> **ENUNCIADO DEL PROBLEMA**: Devuelve como lista JSON de cadenas las líneas de las entradas de más abajo, empezando en la línea que contiene "drop a dot on the bridge support" y terminando al final de las entradas, ambos extremos incluidos. Pon una cadena por línea y omite las líneas en blanco.

> **ENTRADAS PROPORCIONADAS**:
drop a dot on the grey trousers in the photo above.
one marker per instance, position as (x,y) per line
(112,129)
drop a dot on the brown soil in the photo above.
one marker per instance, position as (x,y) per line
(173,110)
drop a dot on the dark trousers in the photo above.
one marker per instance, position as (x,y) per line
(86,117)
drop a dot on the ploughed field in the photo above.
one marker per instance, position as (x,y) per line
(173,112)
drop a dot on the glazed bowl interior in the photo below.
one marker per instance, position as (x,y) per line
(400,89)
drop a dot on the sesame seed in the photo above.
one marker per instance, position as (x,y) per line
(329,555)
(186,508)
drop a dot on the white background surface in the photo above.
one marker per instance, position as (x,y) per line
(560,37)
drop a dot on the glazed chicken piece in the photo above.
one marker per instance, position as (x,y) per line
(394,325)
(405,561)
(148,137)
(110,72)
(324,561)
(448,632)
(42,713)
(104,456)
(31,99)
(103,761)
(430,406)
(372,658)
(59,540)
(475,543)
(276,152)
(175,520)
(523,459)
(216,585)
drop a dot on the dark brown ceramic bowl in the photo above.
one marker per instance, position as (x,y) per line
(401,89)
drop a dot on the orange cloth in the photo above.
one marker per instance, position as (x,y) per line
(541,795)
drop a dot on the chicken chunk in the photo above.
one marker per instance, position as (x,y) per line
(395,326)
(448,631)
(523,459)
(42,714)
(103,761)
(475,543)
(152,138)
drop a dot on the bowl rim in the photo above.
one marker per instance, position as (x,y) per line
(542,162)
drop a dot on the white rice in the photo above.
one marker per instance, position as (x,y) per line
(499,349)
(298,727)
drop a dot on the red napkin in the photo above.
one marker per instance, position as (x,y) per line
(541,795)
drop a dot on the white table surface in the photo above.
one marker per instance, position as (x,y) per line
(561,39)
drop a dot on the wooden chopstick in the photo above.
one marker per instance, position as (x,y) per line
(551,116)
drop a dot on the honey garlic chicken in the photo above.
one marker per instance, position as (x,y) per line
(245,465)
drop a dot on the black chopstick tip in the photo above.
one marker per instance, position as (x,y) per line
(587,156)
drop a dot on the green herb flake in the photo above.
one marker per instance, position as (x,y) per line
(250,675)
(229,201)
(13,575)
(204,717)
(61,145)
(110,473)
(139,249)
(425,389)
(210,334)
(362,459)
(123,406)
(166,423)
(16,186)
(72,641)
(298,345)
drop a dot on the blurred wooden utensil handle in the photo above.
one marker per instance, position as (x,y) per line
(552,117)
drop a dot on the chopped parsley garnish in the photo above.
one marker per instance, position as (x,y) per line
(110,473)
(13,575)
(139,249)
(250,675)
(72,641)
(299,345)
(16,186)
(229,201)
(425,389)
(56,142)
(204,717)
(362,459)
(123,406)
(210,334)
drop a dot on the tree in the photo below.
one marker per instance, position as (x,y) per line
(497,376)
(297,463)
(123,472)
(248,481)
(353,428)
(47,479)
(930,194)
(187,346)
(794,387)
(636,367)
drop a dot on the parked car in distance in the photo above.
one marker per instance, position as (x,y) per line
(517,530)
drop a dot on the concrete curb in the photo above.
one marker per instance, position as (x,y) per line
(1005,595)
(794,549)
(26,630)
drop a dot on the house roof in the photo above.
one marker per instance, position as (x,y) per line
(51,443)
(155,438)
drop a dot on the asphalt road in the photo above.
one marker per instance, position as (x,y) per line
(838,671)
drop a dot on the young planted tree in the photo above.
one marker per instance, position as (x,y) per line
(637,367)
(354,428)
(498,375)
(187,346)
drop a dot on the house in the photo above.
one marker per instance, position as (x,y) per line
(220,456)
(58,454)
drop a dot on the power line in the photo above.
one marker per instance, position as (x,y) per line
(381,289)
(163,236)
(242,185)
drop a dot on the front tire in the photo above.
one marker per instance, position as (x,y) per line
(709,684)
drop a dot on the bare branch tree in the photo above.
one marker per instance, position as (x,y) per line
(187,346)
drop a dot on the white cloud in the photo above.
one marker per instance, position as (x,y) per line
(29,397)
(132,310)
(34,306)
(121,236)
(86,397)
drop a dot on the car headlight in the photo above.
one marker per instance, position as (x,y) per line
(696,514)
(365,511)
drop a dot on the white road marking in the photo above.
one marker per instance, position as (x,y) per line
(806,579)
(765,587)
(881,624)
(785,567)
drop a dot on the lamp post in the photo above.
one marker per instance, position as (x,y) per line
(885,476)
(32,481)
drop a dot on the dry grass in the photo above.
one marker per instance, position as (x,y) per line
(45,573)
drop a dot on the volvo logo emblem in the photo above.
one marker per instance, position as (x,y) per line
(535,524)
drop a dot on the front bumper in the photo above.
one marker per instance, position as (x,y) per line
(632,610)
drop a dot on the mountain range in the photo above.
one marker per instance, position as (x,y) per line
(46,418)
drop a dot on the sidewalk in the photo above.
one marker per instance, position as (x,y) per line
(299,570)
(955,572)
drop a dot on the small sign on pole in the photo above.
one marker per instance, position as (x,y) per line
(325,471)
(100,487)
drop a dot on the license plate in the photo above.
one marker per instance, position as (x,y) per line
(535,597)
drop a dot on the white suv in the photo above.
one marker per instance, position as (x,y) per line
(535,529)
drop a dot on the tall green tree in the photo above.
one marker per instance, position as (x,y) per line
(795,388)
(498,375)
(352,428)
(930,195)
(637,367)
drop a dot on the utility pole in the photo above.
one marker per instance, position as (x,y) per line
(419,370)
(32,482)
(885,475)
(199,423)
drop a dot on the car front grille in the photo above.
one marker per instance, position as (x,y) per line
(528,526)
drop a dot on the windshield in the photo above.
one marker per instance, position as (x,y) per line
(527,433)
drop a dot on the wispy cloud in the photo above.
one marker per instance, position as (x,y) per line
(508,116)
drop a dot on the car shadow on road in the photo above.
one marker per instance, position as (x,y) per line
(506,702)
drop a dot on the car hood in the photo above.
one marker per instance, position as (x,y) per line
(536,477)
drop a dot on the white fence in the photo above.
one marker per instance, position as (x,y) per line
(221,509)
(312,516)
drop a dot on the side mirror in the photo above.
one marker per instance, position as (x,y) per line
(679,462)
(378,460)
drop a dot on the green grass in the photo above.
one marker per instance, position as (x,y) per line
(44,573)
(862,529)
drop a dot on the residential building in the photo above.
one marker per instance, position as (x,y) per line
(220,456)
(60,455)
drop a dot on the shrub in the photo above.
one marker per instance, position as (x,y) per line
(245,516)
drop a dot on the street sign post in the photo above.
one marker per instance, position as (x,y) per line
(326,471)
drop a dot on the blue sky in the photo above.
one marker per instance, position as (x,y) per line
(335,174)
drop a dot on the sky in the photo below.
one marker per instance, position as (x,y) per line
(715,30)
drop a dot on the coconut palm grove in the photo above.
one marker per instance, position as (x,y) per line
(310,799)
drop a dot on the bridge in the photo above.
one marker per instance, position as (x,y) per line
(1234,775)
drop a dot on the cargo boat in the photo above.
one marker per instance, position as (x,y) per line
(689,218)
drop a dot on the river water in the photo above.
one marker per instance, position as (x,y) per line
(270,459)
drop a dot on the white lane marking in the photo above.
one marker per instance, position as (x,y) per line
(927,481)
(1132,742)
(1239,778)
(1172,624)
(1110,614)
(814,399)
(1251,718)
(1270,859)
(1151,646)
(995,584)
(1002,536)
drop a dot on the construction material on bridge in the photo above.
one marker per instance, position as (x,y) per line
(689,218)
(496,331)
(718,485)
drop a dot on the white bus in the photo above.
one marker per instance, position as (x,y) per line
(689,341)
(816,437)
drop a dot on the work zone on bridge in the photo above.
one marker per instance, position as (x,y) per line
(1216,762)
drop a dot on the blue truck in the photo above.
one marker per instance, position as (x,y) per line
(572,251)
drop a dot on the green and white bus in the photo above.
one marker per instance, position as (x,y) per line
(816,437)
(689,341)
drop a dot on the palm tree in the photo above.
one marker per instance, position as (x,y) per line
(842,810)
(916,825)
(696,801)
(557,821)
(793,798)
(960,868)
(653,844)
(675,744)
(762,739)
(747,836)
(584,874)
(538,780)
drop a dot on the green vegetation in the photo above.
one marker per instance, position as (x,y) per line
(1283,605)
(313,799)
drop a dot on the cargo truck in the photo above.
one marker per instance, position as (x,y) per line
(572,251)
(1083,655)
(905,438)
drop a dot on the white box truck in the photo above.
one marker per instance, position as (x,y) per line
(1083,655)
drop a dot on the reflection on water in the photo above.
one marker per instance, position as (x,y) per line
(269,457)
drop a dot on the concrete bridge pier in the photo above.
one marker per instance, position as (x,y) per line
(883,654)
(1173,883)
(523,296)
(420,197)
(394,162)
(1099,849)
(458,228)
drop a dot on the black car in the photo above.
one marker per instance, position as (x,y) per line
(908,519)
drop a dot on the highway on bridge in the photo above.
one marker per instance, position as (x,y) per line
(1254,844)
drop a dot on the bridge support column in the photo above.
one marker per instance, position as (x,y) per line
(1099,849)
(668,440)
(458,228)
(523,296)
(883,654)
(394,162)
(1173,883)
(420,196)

> **EN RESPUESTA**:
[
  "drop a dot on the bridge support column in the photo above.",
  "one marker per instance, position as (x,y) per line",
  "(1099,849)",
  "(668,440)",
  "(458,228)",
  "(523,296)",
  "(883,654)",
  "(394,162)",
  "(1173,883)",
  "(420,196)"
]